### EXCERPT PROVIDED:
# # # #

Thirty-five-year-old Timothy Barber started a new job on Monday, July 6, 2020, at the Genesee River Bridge Project in New York. The next day, he collapsed and died at the end of his shift from heat stress and heat exhaustion.
Our investigation found he had been working alone without shade or water and not been given time to acclimatize to the 90-degree plus temperatures. We also found his employer had failed to train him and protect him and other workers from extreme heat hazards.
Heat is the leading cause of death among all weather-related workplace hazards. Dozens of workers like Timothy lose their lives each year by heat-related illnesses in indoor and outdoor workplaces, and thousands more are sickened. As temperatures continue to rise, we in the Occupational Safety and Health Administration want employers and workers to know that heat-related illnesses can be prevented by common-sense safety measures.
Here’s what we’re doing to protect workers:
- As part of our ongoing heat campaign, we’re educating employers on their responsibility to keep workers safe from extreme heat and providing resources to help everyone understand the hazards, recognize heat illness signs and take steps to stay safe.

# # # #

### DATASET:
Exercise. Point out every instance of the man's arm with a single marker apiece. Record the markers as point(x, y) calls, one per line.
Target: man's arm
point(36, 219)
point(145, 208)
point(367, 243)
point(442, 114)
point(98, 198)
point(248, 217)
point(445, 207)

# # # #

### LIST OF TASKS:
a) Reproduce the passage on workplace heat hazards, starting at "Thirty-five-year-old Timothy Barber" and ending at "and heat exhaustion.".
b) Translate this sentence from the passage on workplace heat hazards into Spanish: "Heat is the leading cause of death among all weather-related workplace hazards."
c) Continue the passage on workplace heat hazards, starting after its last sentence.

### SOLVED PROBLEMS:
a)
Thirty-five-year-old Timothy Barber started a new job on Monday, July 6, 2020, at the Genesee River Bridge Project in New York. The next day, he collapsed and died at the end of his shift from heat stress and heat exhaustion.

b) El calor es la principal causa de muerte entre todos los peligros laborales relacionados con el clima.

c)
- In 2022, we launched a National Emphasis Program on heat that allows us to proactively initiate inspections in over 70 high-risk industries when the National Weather Service has issued a heat warning or advisory for a local area. On days when the heat index is 80 F or higher, inspectors will look for and address heat hazards regardless of whether the worksite they are inspecting is among those targeted industries.
- Our area offices are engaged in outreach to unions, employers and organizations committed to advancing protections for underserved workers, who are disproportionately likely to be killed or sickened by heat on the job.
- Our On-Site Consultation Program provides free assistance for small- and medium-sized businesses to help identify and mitigate heat hazards.
- We are considering a workplace rule to address heat-related illnesses and are gathering input from diverse stakeholders and experts. On May 31, the National Advisory Committee on Occupational Safety and Health will discuss a report from its Heat Work Group on proposed recommendations regarding potential elements of a rulemaking. Register to watch the meeting online.
As we continue this critical work, we’re asking everyone to join us in taking action now. Download our Heat Safety Tool app to get recommendations for your workplace and remember these three words: Water. Rest. Shade. With the right knowledge and preparation, you can help us save lives.